Every line with the word "hand" in it should be extracted from the data that follows.

START DATA SHOWN

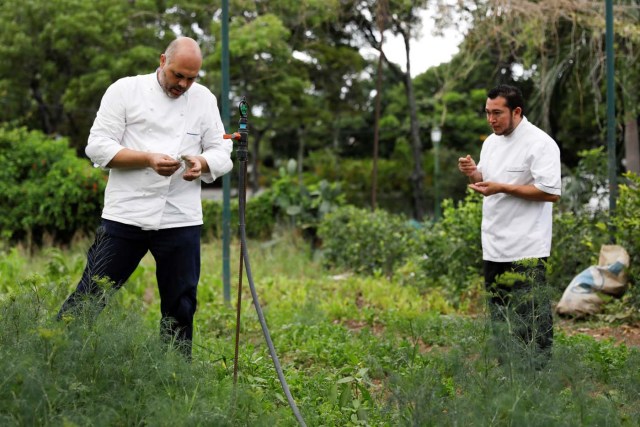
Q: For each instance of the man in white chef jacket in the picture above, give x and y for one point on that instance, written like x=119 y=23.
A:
x=160 y=135
x=519 y=176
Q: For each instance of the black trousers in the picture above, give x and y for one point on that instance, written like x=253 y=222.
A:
x=117 y=251
x=520 y=308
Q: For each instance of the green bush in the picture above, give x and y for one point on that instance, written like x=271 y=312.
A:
x=365 y=241
x=449 y=252
x=627 y=229
x=259 y=217
x=45 y=188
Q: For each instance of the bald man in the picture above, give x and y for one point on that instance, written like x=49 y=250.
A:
x=159 y=135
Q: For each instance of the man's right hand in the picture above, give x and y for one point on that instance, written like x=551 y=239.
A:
x=131 y=159
x=467 y=165
x=163 y=165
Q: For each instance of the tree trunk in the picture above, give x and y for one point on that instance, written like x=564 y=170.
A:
x=255 y=174
x=417 y=177
x=632 y=145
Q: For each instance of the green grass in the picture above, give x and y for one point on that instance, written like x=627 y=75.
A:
x=355 y=351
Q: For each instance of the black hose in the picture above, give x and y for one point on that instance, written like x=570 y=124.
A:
x=254 y=295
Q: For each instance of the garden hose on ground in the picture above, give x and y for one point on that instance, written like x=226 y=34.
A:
x=242 y=137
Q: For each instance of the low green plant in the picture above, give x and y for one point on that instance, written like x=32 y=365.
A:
x=259 y=217
x=364 y=241
x=448 y=254
x=45 y=188
x=304 y=205
x=626 y=223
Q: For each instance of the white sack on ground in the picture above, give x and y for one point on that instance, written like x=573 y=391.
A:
x=609 y=277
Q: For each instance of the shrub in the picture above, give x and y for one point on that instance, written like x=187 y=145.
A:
x=46 y=188
x=449 y=252
x=304 y=205
x=365 y=241
x=627 y=229
x=259 y=218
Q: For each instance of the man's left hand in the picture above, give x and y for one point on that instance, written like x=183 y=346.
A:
x=193 y=168
x=486 y=188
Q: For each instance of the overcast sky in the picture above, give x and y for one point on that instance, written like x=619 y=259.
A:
x=426 y=52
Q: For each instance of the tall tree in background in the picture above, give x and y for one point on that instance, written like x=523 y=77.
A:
x=403 y=20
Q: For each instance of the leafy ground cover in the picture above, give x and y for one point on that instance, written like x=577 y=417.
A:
x=355 y=351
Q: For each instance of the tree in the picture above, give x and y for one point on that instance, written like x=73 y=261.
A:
x=558 y=48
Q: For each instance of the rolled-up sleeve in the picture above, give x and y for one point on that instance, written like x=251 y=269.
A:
x=546 y=169
x=108 y=127
x=215 y=149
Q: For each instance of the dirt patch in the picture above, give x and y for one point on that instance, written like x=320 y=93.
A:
x=627 y=334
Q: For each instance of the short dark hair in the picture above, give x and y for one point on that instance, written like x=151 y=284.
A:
x=511 y=93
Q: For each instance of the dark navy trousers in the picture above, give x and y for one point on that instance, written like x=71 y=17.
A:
x=117 y=251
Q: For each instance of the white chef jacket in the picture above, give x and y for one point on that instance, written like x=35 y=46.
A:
x=514 y=228
x=136 y=113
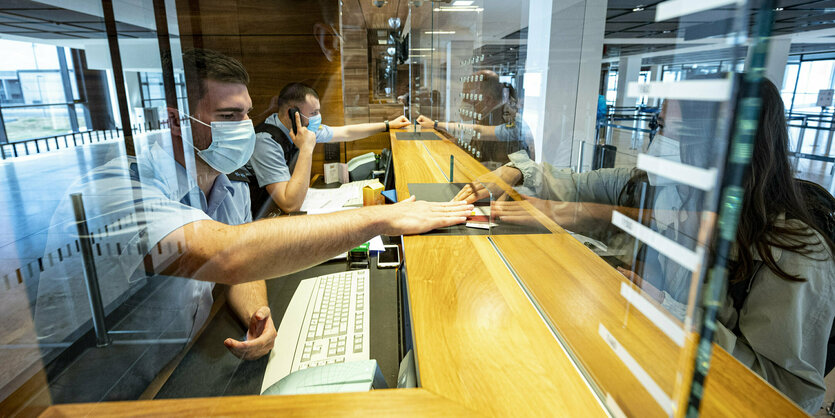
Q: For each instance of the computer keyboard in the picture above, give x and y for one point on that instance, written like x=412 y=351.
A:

END DATA SHOWN

EXERCISE SOLUTION:
Q: For each instance of the man's right hand in the picture above, give x and y for one point on that instance, written like x=551 y=239.
Q: For each instance of the man's left hand in the picture above, give x and y for one point on that instance, written like x=183 y=346.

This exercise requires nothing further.